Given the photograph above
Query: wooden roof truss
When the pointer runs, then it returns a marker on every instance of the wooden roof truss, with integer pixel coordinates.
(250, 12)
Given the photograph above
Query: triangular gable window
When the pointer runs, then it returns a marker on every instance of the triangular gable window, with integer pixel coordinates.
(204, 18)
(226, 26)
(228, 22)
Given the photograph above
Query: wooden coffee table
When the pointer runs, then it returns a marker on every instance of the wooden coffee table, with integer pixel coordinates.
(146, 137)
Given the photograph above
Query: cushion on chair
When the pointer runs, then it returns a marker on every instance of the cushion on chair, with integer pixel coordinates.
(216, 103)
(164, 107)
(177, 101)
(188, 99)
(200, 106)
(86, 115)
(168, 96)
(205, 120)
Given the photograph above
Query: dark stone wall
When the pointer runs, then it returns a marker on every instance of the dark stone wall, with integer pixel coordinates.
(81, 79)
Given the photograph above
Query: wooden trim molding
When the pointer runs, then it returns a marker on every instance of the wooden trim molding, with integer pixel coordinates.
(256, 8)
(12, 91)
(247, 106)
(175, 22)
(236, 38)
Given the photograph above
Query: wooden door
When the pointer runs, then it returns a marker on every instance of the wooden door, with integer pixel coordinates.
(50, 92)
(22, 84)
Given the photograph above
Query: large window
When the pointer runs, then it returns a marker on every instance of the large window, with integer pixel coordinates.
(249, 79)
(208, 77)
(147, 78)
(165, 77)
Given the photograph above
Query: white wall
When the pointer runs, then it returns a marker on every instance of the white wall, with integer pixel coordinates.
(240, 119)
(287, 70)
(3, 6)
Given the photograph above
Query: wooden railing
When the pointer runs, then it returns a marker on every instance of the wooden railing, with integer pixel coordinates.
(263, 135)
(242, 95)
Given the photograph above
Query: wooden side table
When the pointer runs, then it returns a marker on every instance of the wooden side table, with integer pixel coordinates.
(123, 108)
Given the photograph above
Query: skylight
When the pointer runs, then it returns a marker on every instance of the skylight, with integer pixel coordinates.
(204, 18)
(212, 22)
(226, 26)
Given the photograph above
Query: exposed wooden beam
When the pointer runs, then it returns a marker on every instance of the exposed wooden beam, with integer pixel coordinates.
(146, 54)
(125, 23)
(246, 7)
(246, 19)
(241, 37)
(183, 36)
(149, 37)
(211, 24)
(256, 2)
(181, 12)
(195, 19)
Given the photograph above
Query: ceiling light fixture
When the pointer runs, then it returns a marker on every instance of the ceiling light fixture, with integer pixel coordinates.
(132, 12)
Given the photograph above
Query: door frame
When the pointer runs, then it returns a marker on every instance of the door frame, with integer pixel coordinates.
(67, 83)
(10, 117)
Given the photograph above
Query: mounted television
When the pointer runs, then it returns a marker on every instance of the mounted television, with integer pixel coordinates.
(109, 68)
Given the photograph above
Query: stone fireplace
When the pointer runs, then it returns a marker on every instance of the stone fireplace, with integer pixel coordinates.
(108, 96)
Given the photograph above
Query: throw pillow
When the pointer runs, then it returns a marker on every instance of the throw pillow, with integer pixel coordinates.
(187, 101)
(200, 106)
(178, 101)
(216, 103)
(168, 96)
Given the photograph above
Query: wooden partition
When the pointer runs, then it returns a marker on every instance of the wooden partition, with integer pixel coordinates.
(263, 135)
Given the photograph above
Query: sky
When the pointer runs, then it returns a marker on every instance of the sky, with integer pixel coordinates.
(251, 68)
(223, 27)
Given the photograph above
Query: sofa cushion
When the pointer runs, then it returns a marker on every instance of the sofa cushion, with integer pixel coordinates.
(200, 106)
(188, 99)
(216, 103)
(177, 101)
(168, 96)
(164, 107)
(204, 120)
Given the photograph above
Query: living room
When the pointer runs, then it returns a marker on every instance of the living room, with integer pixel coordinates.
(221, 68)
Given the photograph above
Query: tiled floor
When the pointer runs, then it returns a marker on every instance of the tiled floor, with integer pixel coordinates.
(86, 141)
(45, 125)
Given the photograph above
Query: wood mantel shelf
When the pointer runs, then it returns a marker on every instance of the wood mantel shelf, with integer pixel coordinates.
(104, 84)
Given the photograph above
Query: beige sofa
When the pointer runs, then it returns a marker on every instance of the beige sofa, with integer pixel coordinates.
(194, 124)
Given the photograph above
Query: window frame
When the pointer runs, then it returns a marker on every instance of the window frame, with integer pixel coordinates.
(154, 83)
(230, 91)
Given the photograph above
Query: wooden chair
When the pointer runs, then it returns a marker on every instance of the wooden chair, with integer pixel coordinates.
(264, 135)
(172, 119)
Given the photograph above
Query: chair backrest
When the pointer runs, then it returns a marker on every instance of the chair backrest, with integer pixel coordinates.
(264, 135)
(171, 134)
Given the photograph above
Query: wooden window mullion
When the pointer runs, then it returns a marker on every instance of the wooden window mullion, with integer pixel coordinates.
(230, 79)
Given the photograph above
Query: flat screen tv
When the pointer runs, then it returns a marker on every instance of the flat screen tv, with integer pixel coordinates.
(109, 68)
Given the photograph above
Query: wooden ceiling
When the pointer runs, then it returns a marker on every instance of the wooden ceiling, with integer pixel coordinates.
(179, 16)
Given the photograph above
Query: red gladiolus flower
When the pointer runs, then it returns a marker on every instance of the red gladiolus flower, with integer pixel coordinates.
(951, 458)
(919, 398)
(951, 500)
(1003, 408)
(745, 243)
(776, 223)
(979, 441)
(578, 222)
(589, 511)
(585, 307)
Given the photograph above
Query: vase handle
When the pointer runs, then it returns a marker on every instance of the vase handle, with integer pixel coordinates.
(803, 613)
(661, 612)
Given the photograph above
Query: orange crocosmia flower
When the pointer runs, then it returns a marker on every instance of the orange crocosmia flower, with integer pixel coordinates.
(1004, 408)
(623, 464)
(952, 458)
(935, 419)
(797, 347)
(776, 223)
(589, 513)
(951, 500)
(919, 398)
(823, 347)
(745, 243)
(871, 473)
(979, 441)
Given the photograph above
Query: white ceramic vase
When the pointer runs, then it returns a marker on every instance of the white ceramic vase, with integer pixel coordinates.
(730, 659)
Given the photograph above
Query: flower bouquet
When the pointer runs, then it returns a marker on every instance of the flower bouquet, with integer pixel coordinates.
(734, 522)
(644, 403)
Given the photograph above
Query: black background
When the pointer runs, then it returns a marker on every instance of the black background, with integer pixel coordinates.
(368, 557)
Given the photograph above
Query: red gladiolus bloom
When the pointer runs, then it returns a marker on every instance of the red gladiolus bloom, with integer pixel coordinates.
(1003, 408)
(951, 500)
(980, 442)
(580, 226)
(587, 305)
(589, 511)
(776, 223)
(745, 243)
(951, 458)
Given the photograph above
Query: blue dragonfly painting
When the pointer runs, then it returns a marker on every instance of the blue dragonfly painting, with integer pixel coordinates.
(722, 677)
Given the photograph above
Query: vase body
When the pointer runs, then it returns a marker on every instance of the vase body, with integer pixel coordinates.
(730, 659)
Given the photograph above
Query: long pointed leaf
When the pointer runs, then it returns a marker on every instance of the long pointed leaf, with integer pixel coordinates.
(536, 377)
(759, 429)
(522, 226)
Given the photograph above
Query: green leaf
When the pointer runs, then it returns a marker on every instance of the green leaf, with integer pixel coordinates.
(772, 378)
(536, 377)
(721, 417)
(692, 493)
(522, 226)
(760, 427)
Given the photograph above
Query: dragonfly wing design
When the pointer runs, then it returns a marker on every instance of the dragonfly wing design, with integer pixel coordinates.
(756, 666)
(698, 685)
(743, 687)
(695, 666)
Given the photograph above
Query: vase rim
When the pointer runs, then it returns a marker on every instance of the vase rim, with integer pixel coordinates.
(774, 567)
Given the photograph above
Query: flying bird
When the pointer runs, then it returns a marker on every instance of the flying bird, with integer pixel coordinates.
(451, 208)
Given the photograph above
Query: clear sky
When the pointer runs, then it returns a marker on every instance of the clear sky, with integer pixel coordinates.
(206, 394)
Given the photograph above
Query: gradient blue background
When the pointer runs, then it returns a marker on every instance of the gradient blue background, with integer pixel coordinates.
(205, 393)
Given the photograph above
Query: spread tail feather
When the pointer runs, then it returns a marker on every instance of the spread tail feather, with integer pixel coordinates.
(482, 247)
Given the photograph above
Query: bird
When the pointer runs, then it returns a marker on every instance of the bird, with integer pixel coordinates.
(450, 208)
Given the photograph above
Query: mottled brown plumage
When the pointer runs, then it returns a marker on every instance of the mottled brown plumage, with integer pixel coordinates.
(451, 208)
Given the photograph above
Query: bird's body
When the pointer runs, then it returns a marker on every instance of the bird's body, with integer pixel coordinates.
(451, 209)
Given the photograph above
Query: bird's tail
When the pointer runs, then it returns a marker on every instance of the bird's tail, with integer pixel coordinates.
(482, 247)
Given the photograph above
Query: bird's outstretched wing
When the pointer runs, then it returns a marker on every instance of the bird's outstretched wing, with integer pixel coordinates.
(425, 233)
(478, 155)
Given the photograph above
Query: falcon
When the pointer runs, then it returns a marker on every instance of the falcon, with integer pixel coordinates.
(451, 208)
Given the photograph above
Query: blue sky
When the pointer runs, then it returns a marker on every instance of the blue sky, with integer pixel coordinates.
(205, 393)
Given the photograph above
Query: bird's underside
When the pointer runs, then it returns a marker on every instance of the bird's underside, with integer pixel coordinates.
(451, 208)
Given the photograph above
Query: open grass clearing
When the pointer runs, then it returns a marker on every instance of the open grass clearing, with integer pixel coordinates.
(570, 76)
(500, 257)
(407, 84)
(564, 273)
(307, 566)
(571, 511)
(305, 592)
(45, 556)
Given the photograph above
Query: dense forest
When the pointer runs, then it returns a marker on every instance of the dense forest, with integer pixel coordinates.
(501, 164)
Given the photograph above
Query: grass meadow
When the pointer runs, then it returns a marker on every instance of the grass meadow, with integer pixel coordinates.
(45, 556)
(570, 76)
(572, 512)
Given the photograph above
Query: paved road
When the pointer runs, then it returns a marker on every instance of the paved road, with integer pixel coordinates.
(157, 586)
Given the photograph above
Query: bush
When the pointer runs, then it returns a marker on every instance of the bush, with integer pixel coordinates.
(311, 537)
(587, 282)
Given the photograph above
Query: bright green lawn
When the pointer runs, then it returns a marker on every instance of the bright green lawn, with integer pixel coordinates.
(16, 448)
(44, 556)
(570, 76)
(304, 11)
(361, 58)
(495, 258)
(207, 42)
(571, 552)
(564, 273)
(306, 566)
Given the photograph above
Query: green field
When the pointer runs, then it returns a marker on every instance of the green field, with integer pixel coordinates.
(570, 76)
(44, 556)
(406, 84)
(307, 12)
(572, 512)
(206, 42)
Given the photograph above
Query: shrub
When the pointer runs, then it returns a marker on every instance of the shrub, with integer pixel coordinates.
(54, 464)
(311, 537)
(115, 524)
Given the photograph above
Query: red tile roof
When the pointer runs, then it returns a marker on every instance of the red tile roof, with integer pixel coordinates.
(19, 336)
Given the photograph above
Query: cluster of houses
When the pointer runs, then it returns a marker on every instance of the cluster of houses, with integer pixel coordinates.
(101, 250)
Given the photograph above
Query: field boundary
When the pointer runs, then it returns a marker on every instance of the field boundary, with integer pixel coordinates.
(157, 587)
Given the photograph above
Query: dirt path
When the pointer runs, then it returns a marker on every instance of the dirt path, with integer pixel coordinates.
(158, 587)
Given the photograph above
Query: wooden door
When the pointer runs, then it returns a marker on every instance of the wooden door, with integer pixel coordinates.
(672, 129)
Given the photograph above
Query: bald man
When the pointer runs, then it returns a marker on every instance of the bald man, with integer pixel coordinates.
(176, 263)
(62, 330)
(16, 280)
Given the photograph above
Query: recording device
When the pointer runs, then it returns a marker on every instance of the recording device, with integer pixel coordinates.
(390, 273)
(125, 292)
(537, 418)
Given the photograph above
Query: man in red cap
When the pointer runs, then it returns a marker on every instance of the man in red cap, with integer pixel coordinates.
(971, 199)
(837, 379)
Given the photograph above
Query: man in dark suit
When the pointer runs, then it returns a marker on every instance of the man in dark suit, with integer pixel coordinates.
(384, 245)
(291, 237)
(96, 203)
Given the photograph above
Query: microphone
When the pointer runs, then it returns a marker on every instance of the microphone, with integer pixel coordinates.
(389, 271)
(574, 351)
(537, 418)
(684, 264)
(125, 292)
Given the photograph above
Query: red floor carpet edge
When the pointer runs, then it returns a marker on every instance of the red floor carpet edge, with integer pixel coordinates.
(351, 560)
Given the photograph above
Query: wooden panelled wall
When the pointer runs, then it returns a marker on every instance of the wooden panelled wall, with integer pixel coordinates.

Work to do —
Collect every line above that contains the string "frame", treating uppercase and lowercase as different.

Final answer —
Query: door frame
When the pointer runs, then it returns a marker on every instance of the door frame, with integer pixel coordinates.
Query: window frame
When the pointer runs, then it returns a marker on every instance of the window frame, with integer pixel coordinates.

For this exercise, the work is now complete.